Set of tasks:
1. Answer these questions about the wheel-drilling thread, one per line:
(a) What bolt pattern does OldskoolGP give for the 16" wheels?
(b) Which car does Poncho Dan say Grand Prix wheels will fit like a glove?
(c) According to Poncho Dan, why won't redrilling fix a bolt spacing issue?
2. From the wheel-drilling thread, write out the passage starting with "I've got these" and going on through "buy new ones.", substituting "trash" for "garbage".

Page text:
※ ※ ※

# Drilling wheels to fit



## OldskoolGP (Aug 24, 2009)

I've got these 16" wheels I used as wheels for drag tires on my Grand Prix. They are 115x5 and I want to use them on the GTO, but of course the GTO is 120x5. Has anyone ever heard of a place that can redrill wheels or is it even possible? With a difference of only 5mm, I have to see if it can be done before I chuck the wheels in the garbage and buy new ones.


----------



## Poncho Dan (Jun 30, 2009)

115x5? Odd, I thought they were 110mm bolt spacing... but whatever. Craigslist them if you're worried, I was told that Grand Prix wheels will fit a 99-05 Grand Am like a glove (which has a 110mm spacing). I've been bugging my mother-in-law to give me her factory chrome twisted-spokes for my Grand Am when she decides to ditch it.









Redrilling won't fix a bolt spacing issue, as your lug centers will be still be off by 5mm.

I hope this helps.


----------



## Northeast Rod Run (Oct 29, 2008)

Poncho Dan said:


> Redrilling won't fix a bolt spacing issue, as your lug centers will be still be off by 5mm.
> 
> I hope this helps.


^^^^^^^^^^^^^

what he said


----------

※ ※ ※

Given entries:
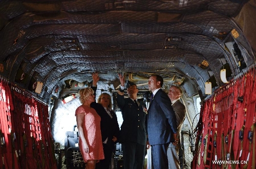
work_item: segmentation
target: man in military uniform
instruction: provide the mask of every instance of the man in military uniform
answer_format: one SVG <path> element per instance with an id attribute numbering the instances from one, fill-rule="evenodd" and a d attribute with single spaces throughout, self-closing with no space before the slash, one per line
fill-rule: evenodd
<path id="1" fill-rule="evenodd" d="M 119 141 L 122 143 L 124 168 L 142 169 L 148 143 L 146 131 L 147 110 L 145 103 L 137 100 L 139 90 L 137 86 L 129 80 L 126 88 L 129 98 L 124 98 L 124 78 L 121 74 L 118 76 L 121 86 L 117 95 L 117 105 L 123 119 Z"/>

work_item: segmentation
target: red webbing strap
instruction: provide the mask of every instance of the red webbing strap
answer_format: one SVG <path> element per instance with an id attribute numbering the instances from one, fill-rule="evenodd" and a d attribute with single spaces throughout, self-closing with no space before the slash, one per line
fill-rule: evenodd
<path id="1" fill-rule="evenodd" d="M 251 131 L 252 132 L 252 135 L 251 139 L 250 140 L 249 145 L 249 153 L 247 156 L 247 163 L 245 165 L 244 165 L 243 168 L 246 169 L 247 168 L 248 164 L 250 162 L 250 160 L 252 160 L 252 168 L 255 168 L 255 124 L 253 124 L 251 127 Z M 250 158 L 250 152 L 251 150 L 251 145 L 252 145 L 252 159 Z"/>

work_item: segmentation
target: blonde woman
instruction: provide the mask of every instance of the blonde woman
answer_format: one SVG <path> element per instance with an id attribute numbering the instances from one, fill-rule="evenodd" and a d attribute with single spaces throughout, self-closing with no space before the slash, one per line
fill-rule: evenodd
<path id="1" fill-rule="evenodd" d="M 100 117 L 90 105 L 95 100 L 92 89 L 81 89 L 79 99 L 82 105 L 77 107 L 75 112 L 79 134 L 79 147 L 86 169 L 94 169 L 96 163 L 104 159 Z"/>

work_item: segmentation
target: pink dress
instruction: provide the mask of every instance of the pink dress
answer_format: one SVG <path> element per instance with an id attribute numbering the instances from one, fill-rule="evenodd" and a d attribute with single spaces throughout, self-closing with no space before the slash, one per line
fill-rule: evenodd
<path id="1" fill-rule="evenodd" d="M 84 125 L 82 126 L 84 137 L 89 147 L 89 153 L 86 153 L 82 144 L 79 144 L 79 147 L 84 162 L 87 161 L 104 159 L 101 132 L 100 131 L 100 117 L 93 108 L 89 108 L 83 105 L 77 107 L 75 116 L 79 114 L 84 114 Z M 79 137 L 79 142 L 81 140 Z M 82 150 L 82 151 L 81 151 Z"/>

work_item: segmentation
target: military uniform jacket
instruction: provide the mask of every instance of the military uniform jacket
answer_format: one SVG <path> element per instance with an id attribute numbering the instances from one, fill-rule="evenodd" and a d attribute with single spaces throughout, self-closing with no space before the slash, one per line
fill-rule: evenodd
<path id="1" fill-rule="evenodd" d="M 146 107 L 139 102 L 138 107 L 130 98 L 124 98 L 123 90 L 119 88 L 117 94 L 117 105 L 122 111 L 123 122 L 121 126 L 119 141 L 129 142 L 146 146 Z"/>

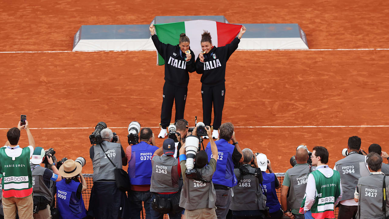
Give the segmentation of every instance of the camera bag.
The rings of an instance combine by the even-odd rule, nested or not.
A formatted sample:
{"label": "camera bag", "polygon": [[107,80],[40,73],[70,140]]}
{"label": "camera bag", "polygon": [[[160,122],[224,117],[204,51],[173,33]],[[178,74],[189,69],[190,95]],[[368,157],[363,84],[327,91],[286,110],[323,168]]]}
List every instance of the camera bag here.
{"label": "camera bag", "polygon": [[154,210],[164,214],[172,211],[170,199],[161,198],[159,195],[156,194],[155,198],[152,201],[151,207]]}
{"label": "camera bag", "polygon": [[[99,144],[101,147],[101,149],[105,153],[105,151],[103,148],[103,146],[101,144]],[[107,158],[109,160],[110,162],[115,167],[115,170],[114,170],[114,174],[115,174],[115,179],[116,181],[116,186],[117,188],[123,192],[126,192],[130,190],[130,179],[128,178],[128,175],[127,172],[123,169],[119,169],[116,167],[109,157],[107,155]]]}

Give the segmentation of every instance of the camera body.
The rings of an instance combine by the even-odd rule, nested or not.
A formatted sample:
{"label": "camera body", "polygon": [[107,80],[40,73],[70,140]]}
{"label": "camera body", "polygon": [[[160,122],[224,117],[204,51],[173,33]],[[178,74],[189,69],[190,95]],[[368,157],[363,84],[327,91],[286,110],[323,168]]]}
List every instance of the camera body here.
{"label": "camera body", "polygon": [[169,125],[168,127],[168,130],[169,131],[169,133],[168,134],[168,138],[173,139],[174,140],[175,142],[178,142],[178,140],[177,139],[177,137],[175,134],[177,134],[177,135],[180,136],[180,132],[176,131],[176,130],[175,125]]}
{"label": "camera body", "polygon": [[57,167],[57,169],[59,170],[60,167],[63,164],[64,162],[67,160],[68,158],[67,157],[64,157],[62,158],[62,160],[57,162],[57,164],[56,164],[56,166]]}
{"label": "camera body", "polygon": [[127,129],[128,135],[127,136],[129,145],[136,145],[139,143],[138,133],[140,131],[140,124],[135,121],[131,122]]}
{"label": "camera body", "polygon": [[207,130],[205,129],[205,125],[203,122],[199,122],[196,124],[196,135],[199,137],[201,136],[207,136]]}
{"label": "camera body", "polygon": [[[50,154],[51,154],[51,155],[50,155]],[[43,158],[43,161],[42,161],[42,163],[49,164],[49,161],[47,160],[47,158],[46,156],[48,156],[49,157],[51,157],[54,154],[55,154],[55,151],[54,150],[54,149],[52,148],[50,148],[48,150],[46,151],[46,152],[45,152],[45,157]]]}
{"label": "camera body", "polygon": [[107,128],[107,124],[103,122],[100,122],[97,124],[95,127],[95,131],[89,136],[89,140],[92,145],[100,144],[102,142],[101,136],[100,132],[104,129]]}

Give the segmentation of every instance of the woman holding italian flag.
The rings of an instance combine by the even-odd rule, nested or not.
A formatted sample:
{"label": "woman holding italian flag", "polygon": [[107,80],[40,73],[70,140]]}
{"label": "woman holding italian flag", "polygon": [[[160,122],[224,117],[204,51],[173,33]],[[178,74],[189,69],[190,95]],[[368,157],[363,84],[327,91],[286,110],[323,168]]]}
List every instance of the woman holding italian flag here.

※ ※ ※

Answers to the exercise:
1.
(a) 115x5.
(b) A 99-05 Grand Am.
(c) The lug centers will still be off by 5mm.

2.
I've got these 16" wheels I used as wheels for drag tires on my Grand Prix. They are 115x5 and I want to use them on the GTO, but of course the GTO is 120x5. Has anyone ever heard of a place that can redrill wheels or is it even possible? With a difference of only 5mm, I have to see if it can be done before I chuck the wheels in the trash and buy new ones.